- **Questions**:
a. In the drum-pattern notebook description, what steps does it give for using the notebook with your own data?
b. Revise the drum-pattern notebook description from "4. Analyze entire" up to and including "drum pattern generation.", putting "directory" in place of "folder".

### Document segment ###

This notebook provides a comprehensive set of tools for analyzing drum patterns in MIDI files. You can use it to:

1. Extract and visualize drum patterns
2. Identify common rhythmic patterns
3. Analyze velocity dynamics and timing variations (groove)
4. Analyze entire datasets of drum MIDI files

To use this notebook with your own data:
1. Update the `dataset_path` variable to point to your folder of MIDI files
2. Run the analysis cells
3. Explore the visualizations and results
4. Optionally export the analysis for further processing

This analysis can be particularly useful for studying different drumming styles, creating drum pattern libraries, or developing AI models for drum pattern generation.

### Data extracts ###

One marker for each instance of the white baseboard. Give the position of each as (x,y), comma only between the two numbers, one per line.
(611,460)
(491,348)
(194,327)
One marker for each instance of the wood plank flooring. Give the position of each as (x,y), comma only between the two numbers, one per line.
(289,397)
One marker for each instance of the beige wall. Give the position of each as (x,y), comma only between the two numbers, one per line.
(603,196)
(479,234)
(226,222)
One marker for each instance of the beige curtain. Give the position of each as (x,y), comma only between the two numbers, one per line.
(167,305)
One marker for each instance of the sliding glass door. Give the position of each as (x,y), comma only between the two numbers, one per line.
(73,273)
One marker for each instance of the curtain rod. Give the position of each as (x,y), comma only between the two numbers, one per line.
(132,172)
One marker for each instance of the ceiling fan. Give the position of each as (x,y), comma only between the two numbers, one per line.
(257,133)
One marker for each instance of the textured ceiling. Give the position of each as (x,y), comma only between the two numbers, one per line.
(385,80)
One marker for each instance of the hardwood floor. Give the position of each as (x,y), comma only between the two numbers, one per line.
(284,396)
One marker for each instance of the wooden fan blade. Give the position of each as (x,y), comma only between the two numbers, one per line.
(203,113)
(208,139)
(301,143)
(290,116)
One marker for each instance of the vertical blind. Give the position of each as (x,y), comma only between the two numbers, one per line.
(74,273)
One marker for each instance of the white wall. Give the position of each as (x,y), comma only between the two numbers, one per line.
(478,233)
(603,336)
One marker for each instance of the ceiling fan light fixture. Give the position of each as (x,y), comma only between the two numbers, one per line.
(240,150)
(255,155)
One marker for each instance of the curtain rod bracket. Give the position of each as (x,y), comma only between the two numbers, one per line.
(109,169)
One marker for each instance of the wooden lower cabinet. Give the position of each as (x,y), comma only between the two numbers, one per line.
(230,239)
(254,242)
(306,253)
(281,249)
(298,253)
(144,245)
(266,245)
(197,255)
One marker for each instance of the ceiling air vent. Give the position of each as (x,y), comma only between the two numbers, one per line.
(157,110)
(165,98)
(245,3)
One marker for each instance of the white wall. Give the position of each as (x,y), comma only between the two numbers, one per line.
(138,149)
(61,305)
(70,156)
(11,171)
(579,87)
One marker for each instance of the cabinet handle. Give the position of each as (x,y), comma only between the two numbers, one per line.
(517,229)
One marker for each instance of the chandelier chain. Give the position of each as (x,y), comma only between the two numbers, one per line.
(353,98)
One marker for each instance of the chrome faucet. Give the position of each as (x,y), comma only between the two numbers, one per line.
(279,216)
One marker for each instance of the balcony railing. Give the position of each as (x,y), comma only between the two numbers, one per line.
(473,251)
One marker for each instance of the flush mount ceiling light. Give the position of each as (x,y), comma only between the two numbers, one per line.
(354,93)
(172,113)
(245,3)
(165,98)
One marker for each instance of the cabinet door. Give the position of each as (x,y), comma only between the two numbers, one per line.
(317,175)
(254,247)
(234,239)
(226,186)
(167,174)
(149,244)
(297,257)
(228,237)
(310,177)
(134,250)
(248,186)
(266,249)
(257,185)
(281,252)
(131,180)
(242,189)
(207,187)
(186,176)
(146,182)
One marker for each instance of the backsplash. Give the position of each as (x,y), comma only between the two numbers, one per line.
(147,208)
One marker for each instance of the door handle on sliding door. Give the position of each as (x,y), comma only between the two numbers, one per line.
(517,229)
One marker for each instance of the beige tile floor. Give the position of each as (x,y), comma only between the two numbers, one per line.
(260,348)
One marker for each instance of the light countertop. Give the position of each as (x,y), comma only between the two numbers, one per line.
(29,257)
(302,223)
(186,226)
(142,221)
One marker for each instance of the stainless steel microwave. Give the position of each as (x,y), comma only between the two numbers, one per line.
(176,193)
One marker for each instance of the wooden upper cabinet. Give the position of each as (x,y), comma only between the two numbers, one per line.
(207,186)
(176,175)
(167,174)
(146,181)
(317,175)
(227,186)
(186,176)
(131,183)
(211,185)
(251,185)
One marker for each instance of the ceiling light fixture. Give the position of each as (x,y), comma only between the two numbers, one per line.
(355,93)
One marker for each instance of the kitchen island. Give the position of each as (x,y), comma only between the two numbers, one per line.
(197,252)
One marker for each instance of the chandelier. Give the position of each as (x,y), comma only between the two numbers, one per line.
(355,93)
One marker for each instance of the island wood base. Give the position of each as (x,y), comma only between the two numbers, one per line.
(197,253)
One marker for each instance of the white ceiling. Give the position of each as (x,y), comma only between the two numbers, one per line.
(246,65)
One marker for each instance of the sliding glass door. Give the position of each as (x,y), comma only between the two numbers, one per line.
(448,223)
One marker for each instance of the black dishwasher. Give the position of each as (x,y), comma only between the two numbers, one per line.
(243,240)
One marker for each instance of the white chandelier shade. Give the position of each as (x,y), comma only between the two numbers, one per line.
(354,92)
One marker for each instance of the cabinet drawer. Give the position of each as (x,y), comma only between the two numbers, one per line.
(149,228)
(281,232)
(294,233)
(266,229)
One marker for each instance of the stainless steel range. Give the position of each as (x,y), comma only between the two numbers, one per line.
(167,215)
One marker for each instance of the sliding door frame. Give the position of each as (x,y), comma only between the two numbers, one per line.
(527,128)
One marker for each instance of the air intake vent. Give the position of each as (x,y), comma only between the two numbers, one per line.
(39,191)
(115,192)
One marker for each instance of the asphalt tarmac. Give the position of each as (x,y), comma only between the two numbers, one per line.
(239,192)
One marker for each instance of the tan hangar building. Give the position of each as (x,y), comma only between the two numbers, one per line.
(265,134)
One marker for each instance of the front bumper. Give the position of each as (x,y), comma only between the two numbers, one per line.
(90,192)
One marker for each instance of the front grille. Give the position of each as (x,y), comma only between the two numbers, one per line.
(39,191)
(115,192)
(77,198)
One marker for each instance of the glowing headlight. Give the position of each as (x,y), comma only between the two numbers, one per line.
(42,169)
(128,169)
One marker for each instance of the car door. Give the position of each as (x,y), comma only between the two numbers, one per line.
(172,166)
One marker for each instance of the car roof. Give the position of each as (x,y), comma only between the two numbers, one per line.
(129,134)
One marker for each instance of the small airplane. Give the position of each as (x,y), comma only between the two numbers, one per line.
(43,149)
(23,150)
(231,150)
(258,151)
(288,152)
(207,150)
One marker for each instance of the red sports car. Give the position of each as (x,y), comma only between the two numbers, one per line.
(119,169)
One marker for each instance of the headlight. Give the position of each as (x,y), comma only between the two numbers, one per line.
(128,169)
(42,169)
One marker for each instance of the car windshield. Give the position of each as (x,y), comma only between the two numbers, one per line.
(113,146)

###

- **Task results**:
a.
1. Update the `dataset_path` variable to point to your folder of MIDI files
2. Run the analysis cells
3. Explore the visualizations and results
4. Optionally export the analysis for further processing

b.
4. Analyze entire datasets of drum MIDI files

To use this notebook with your own data:
1. Update the `dataset_path` variable to point to your directory of MIDI files
2. Run the analysis cells
3. Explore the visualizations and results
4. Optionally export the analysis for further processing

This analysis can be particularly useful for studying different drumming styles, creating drum pattern libraries, or developing AI models for drum pattern generation.